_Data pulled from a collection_

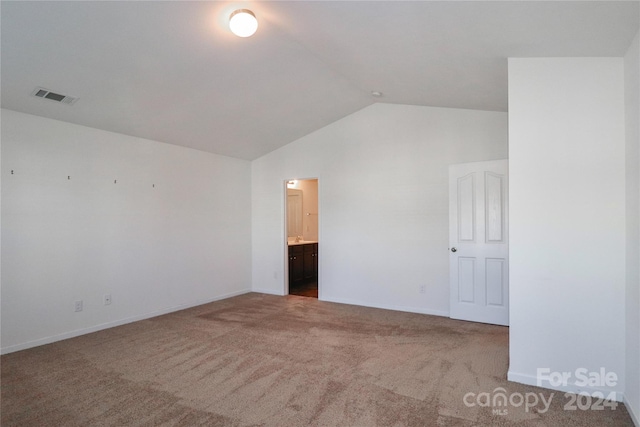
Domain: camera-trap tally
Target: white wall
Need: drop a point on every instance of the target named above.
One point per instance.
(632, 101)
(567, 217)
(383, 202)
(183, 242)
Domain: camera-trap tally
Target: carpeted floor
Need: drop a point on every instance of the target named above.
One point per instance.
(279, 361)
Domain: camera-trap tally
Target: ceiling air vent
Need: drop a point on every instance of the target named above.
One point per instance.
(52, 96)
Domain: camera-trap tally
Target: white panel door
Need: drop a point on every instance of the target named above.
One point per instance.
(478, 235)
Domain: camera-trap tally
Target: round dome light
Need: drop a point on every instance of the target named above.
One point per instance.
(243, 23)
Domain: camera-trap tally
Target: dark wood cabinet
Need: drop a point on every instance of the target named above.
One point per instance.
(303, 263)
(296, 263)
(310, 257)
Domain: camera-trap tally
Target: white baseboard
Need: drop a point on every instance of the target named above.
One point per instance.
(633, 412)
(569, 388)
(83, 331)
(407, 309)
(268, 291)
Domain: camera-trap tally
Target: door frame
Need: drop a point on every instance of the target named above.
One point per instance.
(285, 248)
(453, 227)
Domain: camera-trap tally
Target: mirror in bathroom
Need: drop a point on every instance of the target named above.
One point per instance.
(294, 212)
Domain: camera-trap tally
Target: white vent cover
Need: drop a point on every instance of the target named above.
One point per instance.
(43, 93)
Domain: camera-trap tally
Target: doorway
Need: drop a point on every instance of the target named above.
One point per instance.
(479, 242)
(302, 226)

_Exercise_
Write out every line of the entries again in full, keeping the text that comes before each answer. Shift each point by adding 47 to both of its coordinates, and leave the pictures out.

_Solution_
Domain: camera-trap tally
Target: white wall
Need: drop a point on every instance of the target named above.
One point per instance.
(679, 148)
(614, 264)
(430, 249)
(230, 289)
Domain: camera-trap tally
Target: carpeted floor
Need: drop a point on every instance of the target named above.
One point per instance.
(326, 408)
Domain: camera-trap tally
Target: ceiling air vent
Need: drop a point on every instance of the target named above.
One point per instance.
(99, 143)
Domain: camera-trap tally
Target: white panel door
Need: drop a point on every instance of the target named above.
One point per instance.
(525, 282)
Domain: camera-trap tally
Target: round dome light
Need: drop a point on every instance of the target named above.
One point per instance.
(290, 70)
Domain: camera-trap tally
Target: dark wood cabinet
Need: drop a point on every instance of the target named above.
One point per instance.
(350, 310)
(343, 310)
(357, 304)
Domain: camera-trap tally
Target: white baseboard
Need: drop a point on every instance of the target named above.
One point per instance.
(680, 459)
(616, 435)
(130, 378)
(454, 356)
(315, 338)
Domain: camera-trap tally
Target: door frame
Need: drop a point on every instance of the target named above.
One point per instance.
(332, 295)
(500, 274)
Domain: camera-trap tally
Target: mirror in bathroom
Need: drop a point on every instance of the target named above.
One point per instance.
(341, 259)
Domain: camera-trap tally
Target: white vent cover
Need: drop a point on every instance of the target named above.
One point per instance.
(90, 140)
Domain: camera-trap tally
Target: doorway
Need: drop a point on every instance of the target named above.
One point per instance.
(526, 289)
(349, 273)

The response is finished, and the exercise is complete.